[Reading passage Boundary: Start]

How Saying “No” Helps Me Be the Mom I Want to Be

Many say that motherhood is hard, but no one said that it can be a complete 180 degree turn. I gave birth at 33 and at the height of the pandemic no less. Most of my energy is now spent on caring for a little person whose adorable smile and cute antics can instantly melt my heart. Was it easy to transition into this new life? No. Was it inevitable? Yes.

At the beginning, I felt very guilty about saying no to opportunities, to new hobbies, and to my own personal milestones apart from what comes with Motherhood. I considered everything as a gift and told myself, “How lucky am I to get to stretch myself, earn extra money from my multiple part-time work, and still get to juggle so many things while easing into Mom life.” I continued working even after my full-time job shift, took breaks for breastfeeding, then would pack what’s left of my day with other to-dos. I believed I was fulfilling so many expectations by saying yes to everything, by doing it all.

[Reading passage Boundary: End]

### What you need to do
Copy the essay on saying no as a new mother word for word, from "At the beginning, I" down to "doing it all.".

[Recorded information Boundary: Start]

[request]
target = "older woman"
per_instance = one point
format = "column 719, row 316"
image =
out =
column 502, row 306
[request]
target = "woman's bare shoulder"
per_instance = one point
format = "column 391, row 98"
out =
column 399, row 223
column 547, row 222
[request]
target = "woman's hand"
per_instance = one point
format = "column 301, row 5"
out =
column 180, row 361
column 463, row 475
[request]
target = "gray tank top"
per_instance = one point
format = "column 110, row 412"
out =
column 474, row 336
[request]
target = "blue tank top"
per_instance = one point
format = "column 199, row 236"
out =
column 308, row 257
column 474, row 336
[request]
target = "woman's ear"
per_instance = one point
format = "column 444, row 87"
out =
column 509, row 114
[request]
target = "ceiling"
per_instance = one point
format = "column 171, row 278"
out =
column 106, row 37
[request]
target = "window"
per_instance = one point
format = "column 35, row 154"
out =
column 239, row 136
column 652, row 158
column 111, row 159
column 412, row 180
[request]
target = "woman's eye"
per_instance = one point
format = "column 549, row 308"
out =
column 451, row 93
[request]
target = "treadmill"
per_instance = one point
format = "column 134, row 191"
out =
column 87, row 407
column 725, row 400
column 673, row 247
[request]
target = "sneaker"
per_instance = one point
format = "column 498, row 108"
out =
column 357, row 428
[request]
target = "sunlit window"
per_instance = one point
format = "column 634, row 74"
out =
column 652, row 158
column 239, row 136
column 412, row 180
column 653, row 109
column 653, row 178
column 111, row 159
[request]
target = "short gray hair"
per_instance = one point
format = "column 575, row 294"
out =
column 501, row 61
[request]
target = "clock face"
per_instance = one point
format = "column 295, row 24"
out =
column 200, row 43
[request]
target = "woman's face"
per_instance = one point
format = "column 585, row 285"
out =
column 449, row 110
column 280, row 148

[Recorded information Boundary: End]

### Answer for this exercise
At the beginning, I felt very guilty about saying no to opportunities, to new hobbies, and to my own personal milestones apart from what comes with Motherhood. I considered everything as a gift and told myself, “How lucky am I to get to stretch myself, earn extra money from my multiple part-time work, and still get to juggle so many things while easing into Mom life.” I continued working even after my full-time job shift, took breaks for breastfeeding, then would pack what’s left of my day with other to-dos. I believed I was fulfilling so many expectations by saying yes to everything, by doing it all.